_Passage shown_
•••
Sunday, December 03, 2023

New Zealand’s Right-wing government scraps major Jacinda Ardern policies

Timothy Sigsworth
Sat, 2 December 2023

New Zealand Prime Minister Christopher Luxon has got 'ambitious' plans 
- Mark Mitchell/New Zealand Herald

New Zealand’s new Right-wing government has unveiled plans to scrap scores of Jacinda Ardern’s policies as it turns a page on her time in office.

Christopher Luxon, the country’s newly elected prime minister, this week revealed a 49-point plan for his coalition government’s first 100 days in office.

“It is ambitious, and frankly that is because we are ambitious for New Zealand,” Mr Luxon said.

Mr Luxon’s centre-Right National Party has returned to power in coalition with the populist New Zealand First party and libertarian ACT New Zealand after six years of Labour-led governments.

The most prominent policy to be scrapped is legislation passed by Ms Ardern in December 2020 that would have stopped any New Zealander born after 2008 ever buying tobacco.

The laws inspired Rishi Sunak’s own phased ban on cigarettes, which will increase the legal age of smoking in Britain by one year every year from 2027 onwards.


Jacinda Ardern's key policies are set to be reversed - Hagen Hopkins/Getty

Mr Luxon plans to use the money saved by repealing the laws – which would have also slashed the amount of nicotine in cigarettes and cut the number of tobacco shops from 6,000 to 600 – to fund tax cuts.

Nicola Willis, the new finance minister, has said the tobacco industry generates approximately £500 million in revenue that would have had to be found elsewhere.

A legally binding target to reduce New Zealand’s prison population will also be abandoned, which new policing minister Mark Mitchell has criticised for “emptying out New Zealand’s prisons rather than trying to reduce crime”.
•••
_Data block_

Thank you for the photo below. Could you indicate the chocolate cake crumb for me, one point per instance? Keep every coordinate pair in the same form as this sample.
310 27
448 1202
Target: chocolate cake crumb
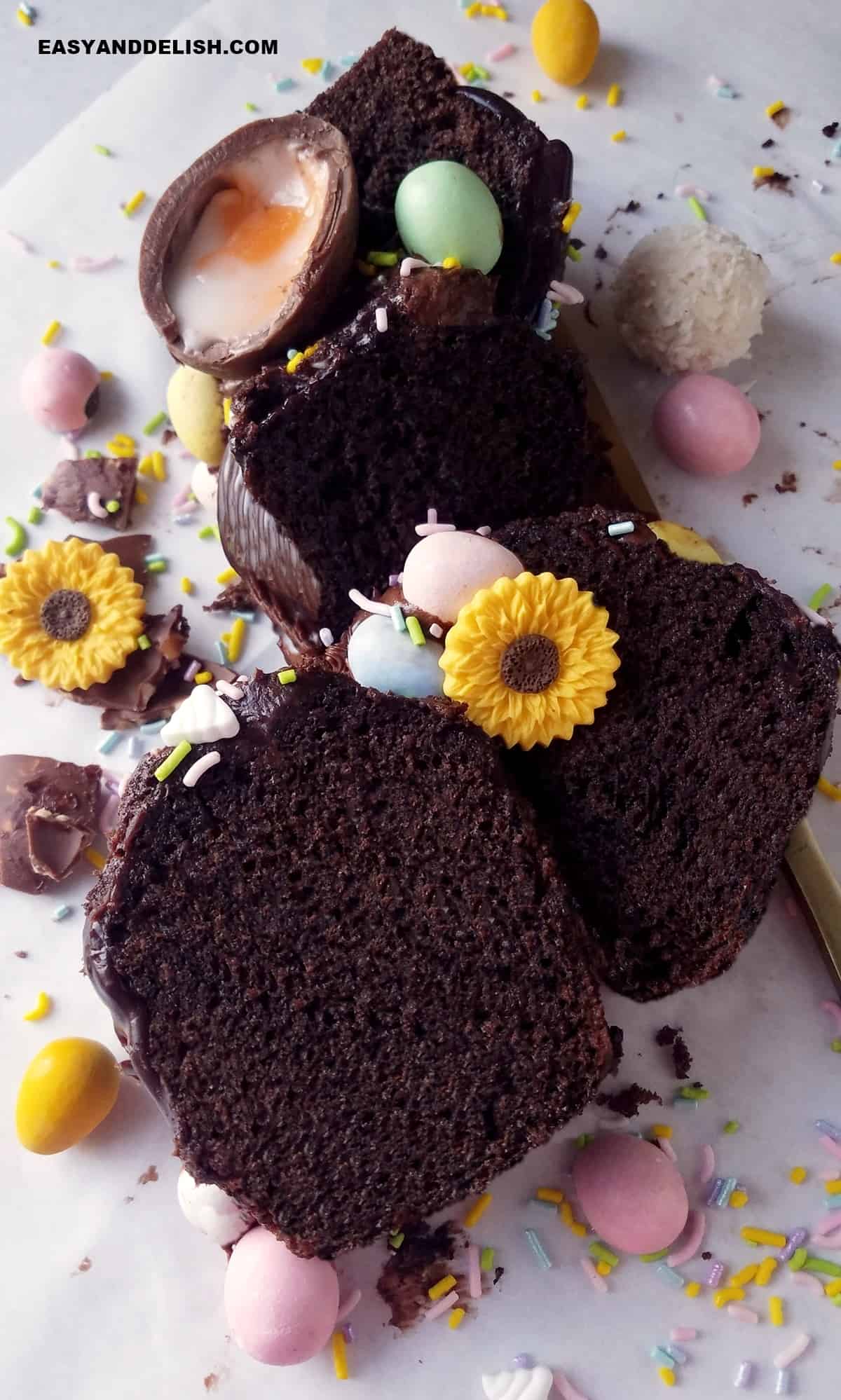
•••
_To be done_
1 – Translate this sentence from the article on New Zealand's new government into French: "Christopher Luxon, the country’s newly elected prime minister, this week revealed a 49-point plan for his coalition government’s first 100 days in office."
2 – Carry on writing the article on New Zealand's new government, picking up right after its last sentence.
The data is not needed here.

_Answers per task_
1 – Christopher Luxon, le Premier ministre nouvellement élu du pays, a dévoilé cette semaine un plan en 49 points pour les 100 premiers jours au pouvoir de son gouvernement de coalition.

2 –
The-then Labour prisons minister, Kevin Davis, promised to scrap the target himself during his party’s ill-fated election campaign.

The coalition is also taking an axe to the Maori Health Authority, a separate body responsible for Maori health, which will now become part of the ministry of health.

Also scrapped is further work on the He Puapua report. Commissioned by Ms Ardern’s cabinet in 2019, this recommended a string of policies to tackle inequalities between Maori people and other New Zealanders, including setting up a separate Maori parliament and court system.
Controversial policy on inequality

It never became official government policy and was heavily criticised for proposing to divide New Zealanders based on their skin colour.

“We will not support a system of co-governance that undermines our democracy and treats people differently based on ethnicity,” National said in a statement when news of the report broke in 2021.

Elsewhere, the government will abolish planned increases to fuel tax and a Labour scheme that gave discounts on electric cars and hybrids.

“This is a landmark day in our transition to a low emissions future,” Ms Ardern said when the clean car discount scheme was introduced in 2021.

Also gone is central government funding for a low traffic neighbourhood scheme in Wellington and a £7 billion tram project in Auckland, which Mr Luxon has described as a “white elephant”.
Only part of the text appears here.